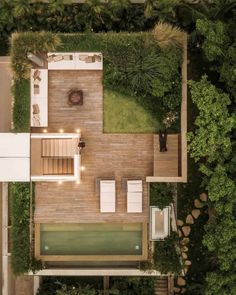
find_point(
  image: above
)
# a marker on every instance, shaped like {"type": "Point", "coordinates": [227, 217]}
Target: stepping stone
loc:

──────────────────────────────

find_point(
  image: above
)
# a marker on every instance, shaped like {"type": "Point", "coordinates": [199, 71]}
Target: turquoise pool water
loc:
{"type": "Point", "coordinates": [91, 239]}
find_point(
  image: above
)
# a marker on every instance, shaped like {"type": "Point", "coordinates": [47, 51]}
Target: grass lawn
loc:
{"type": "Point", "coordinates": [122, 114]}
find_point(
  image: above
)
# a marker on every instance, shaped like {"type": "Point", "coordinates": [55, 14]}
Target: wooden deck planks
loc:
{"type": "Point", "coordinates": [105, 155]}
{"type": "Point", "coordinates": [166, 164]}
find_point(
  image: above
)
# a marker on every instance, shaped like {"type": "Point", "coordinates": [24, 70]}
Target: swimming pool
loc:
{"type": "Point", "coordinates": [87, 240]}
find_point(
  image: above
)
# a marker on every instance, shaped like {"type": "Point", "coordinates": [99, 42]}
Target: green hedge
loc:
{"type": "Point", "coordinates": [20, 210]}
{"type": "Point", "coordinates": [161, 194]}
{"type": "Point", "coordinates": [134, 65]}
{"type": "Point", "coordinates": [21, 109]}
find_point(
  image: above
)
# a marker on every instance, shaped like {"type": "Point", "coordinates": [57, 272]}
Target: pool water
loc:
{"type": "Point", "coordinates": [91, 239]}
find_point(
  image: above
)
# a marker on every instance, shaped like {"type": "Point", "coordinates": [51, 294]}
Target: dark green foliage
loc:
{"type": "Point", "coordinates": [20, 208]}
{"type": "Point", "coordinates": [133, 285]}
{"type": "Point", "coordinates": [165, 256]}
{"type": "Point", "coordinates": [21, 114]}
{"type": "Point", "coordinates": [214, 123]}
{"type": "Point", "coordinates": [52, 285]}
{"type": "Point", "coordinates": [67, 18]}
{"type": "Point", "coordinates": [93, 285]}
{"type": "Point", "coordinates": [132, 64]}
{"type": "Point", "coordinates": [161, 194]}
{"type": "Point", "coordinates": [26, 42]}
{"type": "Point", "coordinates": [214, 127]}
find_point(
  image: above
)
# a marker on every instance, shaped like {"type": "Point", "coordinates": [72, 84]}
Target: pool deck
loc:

──────────────────────────────

_WHAT THE TASK REQUIRES_. Only lines that include "every" belong in the answer; copy all of them from the listing.

_ANSWER BOX_.
# a marker on every instance, shaped like {"type": "Point", "coordinates": [227, 217]}
# a marker on every instance, shaped like {"type": "Point", "coordinates": [199, 71]}
# a marker on every instance, shaped like {"type": "Point", "coordinates": [47, 51]}
# a marker on every instance, shaped like {"type": "Point", "coordinates": [55, 14]}
# a marker on every instance, shaped like {"type": "Point", "coordinates": [24, 70]}
# a marker on every instance, shaped like {"type": "Point", "coordinates": [99, 42]}
# a marker on every instance, shaped like {"type": "Point", "coordinates": [57, 272]}
# a marker on every instance, shaped like {"type": "Point", "coordinates": [51, 294]}
# a marker on every instance, shaped like {"type": "Point", "coordinates": [72, 84]}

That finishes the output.